To be done: Select every line of the records below that contains the string "soccer", matching case exactly.
____ Dataset
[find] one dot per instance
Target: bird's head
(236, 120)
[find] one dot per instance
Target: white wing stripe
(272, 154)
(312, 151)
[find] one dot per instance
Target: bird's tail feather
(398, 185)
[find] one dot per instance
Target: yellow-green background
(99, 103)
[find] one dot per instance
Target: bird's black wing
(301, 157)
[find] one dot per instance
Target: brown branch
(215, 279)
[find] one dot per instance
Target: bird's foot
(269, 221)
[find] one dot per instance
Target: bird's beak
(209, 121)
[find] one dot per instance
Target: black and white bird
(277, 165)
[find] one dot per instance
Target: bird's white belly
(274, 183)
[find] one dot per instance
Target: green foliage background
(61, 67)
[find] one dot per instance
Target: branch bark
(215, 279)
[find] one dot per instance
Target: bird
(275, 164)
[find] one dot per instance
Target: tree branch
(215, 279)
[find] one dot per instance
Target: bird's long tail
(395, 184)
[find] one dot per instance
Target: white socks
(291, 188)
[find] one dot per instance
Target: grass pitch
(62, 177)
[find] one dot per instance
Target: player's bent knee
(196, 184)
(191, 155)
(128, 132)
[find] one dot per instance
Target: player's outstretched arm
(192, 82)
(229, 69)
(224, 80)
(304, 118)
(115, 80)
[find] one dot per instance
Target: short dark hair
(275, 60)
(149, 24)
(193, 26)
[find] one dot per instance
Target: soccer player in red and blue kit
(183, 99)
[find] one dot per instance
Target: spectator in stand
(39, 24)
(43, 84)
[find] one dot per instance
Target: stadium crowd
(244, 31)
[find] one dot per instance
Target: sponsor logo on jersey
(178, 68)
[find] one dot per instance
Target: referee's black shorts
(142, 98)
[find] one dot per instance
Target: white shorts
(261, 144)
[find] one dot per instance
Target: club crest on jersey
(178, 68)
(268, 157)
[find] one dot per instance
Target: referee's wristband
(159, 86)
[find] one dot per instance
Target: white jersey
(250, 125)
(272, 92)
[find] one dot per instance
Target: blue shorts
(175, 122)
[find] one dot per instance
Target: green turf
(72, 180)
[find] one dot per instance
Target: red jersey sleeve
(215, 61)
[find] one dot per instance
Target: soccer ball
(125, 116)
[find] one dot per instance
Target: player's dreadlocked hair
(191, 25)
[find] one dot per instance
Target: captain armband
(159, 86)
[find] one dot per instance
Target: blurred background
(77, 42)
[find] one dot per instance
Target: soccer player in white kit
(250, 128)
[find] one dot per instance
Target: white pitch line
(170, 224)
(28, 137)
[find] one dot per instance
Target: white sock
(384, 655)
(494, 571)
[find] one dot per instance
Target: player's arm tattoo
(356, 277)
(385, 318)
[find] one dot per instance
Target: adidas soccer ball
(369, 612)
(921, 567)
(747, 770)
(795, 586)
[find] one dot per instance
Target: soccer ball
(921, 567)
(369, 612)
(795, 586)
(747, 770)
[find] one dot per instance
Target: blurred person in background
________
Written response:
Target: soccer player in red and blue kit
Target: soccer ball
Target: soccer player in white kit
Target: adidas soccer ball
Target: soccer ball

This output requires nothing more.